STATED TASK
Print all records exactly, leaving nothing out.

[Coordinate annotation records]
****************************************

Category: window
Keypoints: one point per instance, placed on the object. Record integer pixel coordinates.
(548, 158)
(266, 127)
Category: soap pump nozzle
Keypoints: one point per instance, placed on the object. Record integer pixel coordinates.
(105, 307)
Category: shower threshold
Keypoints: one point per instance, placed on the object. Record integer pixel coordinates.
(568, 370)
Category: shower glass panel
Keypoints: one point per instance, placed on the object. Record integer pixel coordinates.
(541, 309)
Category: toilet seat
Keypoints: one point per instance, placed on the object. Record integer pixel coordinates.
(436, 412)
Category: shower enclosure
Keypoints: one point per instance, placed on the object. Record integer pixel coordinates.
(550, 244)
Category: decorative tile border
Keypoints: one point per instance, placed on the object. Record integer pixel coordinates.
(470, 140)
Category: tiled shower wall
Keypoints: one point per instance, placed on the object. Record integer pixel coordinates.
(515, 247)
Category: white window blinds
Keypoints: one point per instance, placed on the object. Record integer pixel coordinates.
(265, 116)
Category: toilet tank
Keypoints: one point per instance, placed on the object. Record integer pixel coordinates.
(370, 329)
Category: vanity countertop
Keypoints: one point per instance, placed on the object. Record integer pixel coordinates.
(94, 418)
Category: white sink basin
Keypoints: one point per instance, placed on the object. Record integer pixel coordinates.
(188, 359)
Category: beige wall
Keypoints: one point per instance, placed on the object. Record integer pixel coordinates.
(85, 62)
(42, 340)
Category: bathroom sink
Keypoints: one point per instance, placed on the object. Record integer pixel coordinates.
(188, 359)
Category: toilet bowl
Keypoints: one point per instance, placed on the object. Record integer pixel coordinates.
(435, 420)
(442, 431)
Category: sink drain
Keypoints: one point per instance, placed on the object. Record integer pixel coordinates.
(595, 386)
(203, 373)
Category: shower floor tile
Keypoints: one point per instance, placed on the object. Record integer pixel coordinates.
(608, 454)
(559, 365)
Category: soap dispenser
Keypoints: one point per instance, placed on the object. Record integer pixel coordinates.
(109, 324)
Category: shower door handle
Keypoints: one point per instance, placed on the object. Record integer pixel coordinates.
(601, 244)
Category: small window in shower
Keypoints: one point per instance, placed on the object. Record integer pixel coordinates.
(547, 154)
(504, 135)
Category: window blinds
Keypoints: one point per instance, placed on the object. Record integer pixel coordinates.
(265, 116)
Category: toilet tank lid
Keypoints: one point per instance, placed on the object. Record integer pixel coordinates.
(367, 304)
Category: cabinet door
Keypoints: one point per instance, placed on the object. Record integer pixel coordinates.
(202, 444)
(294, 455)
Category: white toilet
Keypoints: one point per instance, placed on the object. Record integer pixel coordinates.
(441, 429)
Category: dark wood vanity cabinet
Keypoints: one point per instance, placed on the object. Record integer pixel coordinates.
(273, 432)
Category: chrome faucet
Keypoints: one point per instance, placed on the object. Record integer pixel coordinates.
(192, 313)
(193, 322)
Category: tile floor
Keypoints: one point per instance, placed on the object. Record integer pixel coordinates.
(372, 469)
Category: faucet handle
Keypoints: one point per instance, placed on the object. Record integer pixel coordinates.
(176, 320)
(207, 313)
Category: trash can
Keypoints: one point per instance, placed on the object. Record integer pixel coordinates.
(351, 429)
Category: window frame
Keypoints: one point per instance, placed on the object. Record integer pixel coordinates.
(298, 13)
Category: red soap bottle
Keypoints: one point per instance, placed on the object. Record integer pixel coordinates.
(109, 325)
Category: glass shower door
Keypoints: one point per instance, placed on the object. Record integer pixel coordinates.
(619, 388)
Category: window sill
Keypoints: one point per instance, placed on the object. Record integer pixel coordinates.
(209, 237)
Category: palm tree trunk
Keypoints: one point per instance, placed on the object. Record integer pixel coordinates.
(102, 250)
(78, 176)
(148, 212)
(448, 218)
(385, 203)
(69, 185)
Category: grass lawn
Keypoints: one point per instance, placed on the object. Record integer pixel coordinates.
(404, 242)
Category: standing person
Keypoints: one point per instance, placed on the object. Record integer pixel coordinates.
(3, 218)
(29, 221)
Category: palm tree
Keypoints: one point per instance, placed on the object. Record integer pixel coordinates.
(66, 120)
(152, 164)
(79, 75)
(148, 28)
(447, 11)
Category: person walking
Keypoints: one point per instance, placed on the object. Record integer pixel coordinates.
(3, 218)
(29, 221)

****************************************

COMPLETE ANSWER
Category: window
Keypoints: one point per instance, placed on the object. Record integer pixel coordinates.
(548, 158)
(266, 127)
Category: soap pump nozzle
Keypoints: one point per instance, placed on the object. Record integer pixel coordinates.
(105, 307)
Category: shower threshold
Keypoints: one point per instance, placed on the object. Record integer pixel coordinates.
(568, 370)
Category: shower glass panel
Keypoints: one point per instance, placed on the object. Record integer pixel coordinates.
(541, 309)
Category: toilet seat
Keypoints: one point per instance, placed on the object. Record integer pixel coordinates.
(436, 412)
Category: shower enclosure
Keypoints: one point per instance, placed on the object. Record integer pixel coordinates.
(550, 244)
Category: decorative tile border
Keypoints: one point per instance, placed on the object. Record integer pixel coordinates.
(470, 140)
Category: tiled shower wall
Keypoints: one point per instance, placed on the object. Record integer pixel coordinates.
(515, 247)
Category: white window blinds
Keypoints: one point per instance, placed on the object. Record integer pixel coordinates.
(265, 116)
Category: toilet tank
Keypoints: one point per instance, placed on the object. Record integer pixel coordinates.
(370, 329)
Category: vanity countertop
Keypoints: one point per instance, placed on the object. Record integer pixel coordinates.
(94, 418)
Category: white sink basin
Keypoints: one point per instance, placed on the object. Record integer pixel coordinates.
(188, 359)
Category: beige wall
Keypoints: one point per instance, placed on the object. Record integer pixel coordinates.
(85, 62)
(42, 340)
Category: bathroom sink
Keypoints: one point per instance, placed on the object. Record integer pixel coordinates.
(188, 359)
Category: toilet bowl
Keypoints: one point per instance, placed on the object. Record integer pixel coordinates.
(435, 420)
(442, 431)
Category: sink drain
Keypoints: one point per instance, placed on the object. Record integer pixel coordinates.
(595, 386)
(203, 373)
Category: shower floor tile
Keypoints: one point per instance, placed on the object. Record integer pixel coordinates.
(608, 454)
(559, 365)
Category: soap dispenser
Keypoints: one point per instance, placed on the object. Record integer pixel coordinates.
(109, 324)
Category: shower door handle
Keypoints: one point per instance, placed on the object. Record integer pixel coordinates.
(601, 244)
Category: small window in shower
Keypoints: one point per instance, placed on the object. Record integer pixel coordinates.
(547, 154)
(504, 135)
Category: window blinds
Keypoints: one point per instance, placed on the object. Record integer pixel coordinates.
(265, 116)
Category: toilet tank lid
Keypoints: one point per instance, placed on the object. Record integer pixel coordinates.
(367, 304)
Category: cabinet door
Keypoints: one point per instance, placed on the object. Record integer pixel coordinates.
(202, 444)
(294, 455)
Category: white toilet
Keypoints: one point per instance, placed on the object. Record integer pixel coordinates.
(441, 429)
Category: dark wood vanity cabinet
Keypoints: one point per instance, placed on the object. Record integer pixel coordinates.
(273, 432)
Category: chrome faucet
Keypoints: one point per instance, placed on the object. Record integer pixel coordinates.
(192, 313)
(193, 322)
Category: tile floor
Keypoints: one point per instance, placed on the object. Record integer pixel coordinates.
(372, 469)
Category: faucet handle
Keypoints: one point per instance, placed on the object. Record integer pixel coordinates.
(176, 320)
(207, 313)
Category: trash can
Keypoints: one point per instance, placed on the object. Record integer pixel coordinates.
(351, 429)
Category: window frame
Keypoints: one point per instance, placed on the object. Record integer pixel coordinates.
(298, 13)
Category: red soap bottle
Keypoints: one point per instance, placed on the object. Record integer pixel coordinates.
(109, 325)
Category: glass shower door
Keypoints: one point per instance, placed on the object. Record integer pixel coordinates.
(619, 388)
Category: window sill
Keypoints: one point per instance, placed on the object. Record integer pixel coordinates.
(209, 237)
Category: palm tree trunk
Keypoints: one point per instance, placed on the object. Record integer pixel coordinates.
(102, 250)
(78, 176)
(148, 212)
(448, 218)
(385, 203)
(69, 185)
Category: grass lawn
Keypoints: one point per instance, placed on the object. Record integer pixel coordinates.
(404, 242)
Category: standing person
Keypoints: one point per instance, placed on the object. Record integer pixel coordinates.
(3, 218)
(29, 221)
Category: palm tree
Keypoints: one point per instance, placed on the object. Record integer pixel coordinates.
(66, 120)
(152, 164)
(79, 75)
(148, 28)
(447, 11)
Category: person walking
Keypoints: one point per instance, placed on the object. Record integer pixel coordinates.
(3, 218)
(29, 221)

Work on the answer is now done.